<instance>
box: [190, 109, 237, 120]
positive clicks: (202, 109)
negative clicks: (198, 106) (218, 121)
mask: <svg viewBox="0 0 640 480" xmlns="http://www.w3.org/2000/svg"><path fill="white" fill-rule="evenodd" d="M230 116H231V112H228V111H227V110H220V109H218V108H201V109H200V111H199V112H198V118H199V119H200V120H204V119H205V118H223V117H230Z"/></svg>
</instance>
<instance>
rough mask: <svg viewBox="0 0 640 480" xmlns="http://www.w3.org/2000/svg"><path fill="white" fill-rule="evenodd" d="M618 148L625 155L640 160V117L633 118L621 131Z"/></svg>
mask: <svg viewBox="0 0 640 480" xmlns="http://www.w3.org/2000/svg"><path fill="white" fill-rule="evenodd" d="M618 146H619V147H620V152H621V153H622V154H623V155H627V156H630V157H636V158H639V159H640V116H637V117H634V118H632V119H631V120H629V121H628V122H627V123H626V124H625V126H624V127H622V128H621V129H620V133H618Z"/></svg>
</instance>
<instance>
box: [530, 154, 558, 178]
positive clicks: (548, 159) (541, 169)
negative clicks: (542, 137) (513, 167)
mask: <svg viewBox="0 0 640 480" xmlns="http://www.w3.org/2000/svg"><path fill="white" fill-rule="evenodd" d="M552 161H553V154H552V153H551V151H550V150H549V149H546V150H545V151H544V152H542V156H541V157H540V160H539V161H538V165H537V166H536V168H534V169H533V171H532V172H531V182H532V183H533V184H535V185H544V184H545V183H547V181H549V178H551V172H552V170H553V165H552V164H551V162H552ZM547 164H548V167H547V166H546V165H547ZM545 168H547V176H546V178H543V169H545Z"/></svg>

══════════

**GOAL OF THE EXERCISE:**
Copy out exactly the lines from the line with "box: [190, 109, 237, 120]" to the end of the listing, including both of those lines, and give nothing else.

**TASK RESULT:**
box: [190, 109, 237, 120]
positive clicks: (202, 109)
negative clicks: (198, 106) (218, 121)
mask: <svg viewBox="0 0 640 480" xmlns="http://www.w3.org/2000/svg"><path fill="white" fill-rule="evenodd" d="M230 116H231V112H228V111H227V110H220V109H218V108H201V109H200V111H199V112H198V118H199V119H200V120H204V119H205V118H223V117H230Z"/></svg>
</instance>
<instance>
rough mask: <svg viewBox="0 0 640 480" xmlns="http://www.w3.org/2000/svg"><path fill="white" fill-rule="evenodd" d="M618 148L625 155L640 160V117L633 118L621 131Z"/></svg>
mask: <svg viewBox="0 0 640 480" xmlns="http://www.w3.org/2000/svg"><path fill="white" fill-rule="evenodd" d="M618 146H619V147H620V152H621V153H622V154H623V155H627V156H630V157H636V158H639V159H640V116H637V117H634V118H632V119H631V120H629V121H628V122H627V123H626V124H625V126H624V127H622V128H621V129H620V133H618Z"/></svg>
</instance>
<instance>
box: [530, 154, 558, 178]
positive clicks: (548, 159) (541, 169)
negative clicks: (542, 137) (513, 167)
mask: <svg viewBox="0 0 640 480" xmlns="http://www.w3.org/2000/svg"><path fill="white" fill-rule="evenodd" d="M552 161H553V154H552V153H551V151H550V150H549V149H546V150H545V151H544V152H542V156H541V157H540V160H539V161H538V165H537V166H536V168H534V169H533V171H532V172H531V182H532V183H533V184H535V185H544V184H545V183H547V181H549V178H551V172H552V170H553V165H552V164H551V162H552ZM547 164H548V167H547V166H546V165H547ZM545 168H547V176H546V178H543V169H545Z"/></svg>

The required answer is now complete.